WHAT IS ASKED:
Select every line below that contains the word "hair" and copy each one as it appears. Matching is case-sensitive.

LISTING:
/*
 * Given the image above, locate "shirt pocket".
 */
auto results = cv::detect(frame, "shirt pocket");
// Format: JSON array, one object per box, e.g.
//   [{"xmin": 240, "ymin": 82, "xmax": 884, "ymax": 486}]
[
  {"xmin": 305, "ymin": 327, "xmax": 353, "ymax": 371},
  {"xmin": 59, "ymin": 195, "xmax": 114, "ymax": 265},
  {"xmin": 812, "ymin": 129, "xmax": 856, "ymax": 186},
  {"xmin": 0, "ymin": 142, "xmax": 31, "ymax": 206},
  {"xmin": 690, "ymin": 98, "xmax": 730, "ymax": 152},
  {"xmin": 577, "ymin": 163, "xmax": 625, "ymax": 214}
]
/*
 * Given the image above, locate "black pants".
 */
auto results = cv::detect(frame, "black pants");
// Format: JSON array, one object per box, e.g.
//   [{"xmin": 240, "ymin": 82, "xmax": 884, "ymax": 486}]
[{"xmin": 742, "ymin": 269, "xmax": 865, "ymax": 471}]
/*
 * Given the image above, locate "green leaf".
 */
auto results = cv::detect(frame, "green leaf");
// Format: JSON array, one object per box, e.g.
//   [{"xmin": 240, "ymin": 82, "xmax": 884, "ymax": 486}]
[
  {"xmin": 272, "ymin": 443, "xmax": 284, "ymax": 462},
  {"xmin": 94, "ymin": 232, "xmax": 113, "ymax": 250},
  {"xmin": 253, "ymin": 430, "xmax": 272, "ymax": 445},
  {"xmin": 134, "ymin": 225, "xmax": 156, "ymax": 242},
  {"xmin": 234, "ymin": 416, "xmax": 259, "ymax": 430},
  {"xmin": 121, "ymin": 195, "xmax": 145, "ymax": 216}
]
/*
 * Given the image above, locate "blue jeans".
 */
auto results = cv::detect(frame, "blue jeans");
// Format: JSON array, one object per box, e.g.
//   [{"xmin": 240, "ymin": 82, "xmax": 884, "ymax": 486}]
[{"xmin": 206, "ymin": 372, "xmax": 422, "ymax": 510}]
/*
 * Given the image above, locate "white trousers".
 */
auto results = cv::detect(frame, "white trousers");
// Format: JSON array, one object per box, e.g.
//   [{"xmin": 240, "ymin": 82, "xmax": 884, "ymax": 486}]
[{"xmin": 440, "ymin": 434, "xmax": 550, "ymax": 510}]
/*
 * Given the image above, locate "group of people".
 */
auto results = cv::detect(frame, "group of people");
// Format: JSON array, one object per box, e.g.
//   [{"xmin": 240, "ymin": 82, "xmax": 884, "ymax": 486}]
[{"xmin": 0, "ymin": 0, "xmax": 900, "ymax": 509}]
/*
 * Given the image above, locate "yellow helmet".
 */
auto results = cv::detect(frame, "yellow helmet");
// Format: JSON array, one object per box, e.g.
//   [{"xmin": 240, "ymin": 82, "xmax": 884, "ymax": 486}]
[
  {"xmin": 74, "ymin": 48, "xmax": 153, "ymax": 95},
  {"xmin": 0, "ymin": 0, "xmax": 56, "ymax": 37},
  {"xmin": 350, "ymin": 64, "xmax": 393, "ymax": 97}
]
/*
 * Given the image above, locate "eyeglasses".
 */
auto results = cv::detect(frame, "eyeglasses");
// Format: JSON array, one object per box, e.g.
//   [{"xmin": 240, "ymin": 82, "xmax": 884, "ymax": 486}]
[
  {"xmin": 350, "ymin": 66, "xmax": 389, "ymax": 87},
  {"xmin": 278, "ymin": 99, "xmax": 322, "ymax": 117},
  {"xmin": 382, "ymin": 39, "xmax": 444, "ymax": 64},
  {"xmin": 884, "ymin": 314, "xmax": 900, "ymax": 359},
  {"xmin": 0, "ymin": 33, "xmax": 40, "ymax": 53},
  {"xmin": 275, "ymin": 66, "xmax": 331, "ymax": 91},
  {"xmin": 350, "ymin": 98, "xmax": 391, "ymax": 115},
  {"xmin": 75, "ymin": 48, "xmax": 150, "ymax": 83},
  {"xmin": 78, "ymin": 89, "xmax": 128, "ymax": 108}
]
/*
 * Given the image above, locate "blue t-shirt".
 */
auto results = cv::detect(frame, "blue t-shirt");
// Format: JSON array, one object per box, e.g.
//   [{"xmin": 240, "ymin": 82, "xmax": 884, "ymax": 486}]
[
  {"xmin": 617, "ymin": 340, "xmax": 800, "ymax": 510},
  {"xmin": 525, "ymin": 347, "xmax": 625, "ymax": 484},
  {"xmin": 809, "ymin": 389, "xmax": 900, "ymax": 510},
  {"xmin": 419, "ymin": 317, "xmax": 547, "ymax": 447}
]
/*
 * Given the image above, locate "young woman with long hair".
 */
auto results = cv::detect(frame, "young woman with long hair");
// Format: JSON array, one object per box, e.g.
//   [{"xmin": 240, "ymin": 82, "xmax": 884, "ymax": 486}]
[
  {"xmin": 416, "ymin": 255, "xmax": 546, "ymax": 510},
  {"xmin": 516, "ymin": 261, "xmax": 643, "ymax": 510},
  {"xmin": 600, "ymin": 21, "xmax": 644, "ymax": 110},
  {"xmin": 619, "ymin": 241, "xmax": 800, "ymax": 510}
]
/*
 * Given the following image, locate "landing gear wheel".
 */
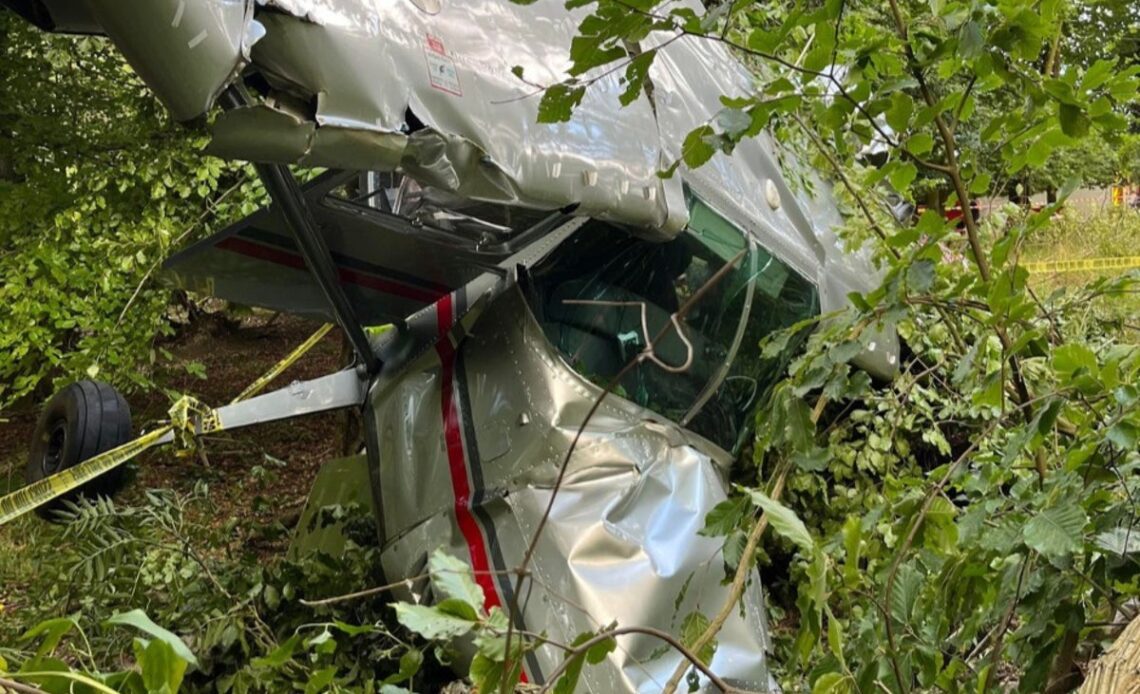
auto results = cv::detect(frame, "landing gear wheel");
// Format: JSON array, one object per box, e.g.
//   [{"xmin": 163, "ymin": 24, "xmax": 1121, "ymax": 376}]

WRITTEN REPLY:
 * Given the image above, locate "young woman with long hair".
auto results = cv::detect(frame, "young woman with long hair");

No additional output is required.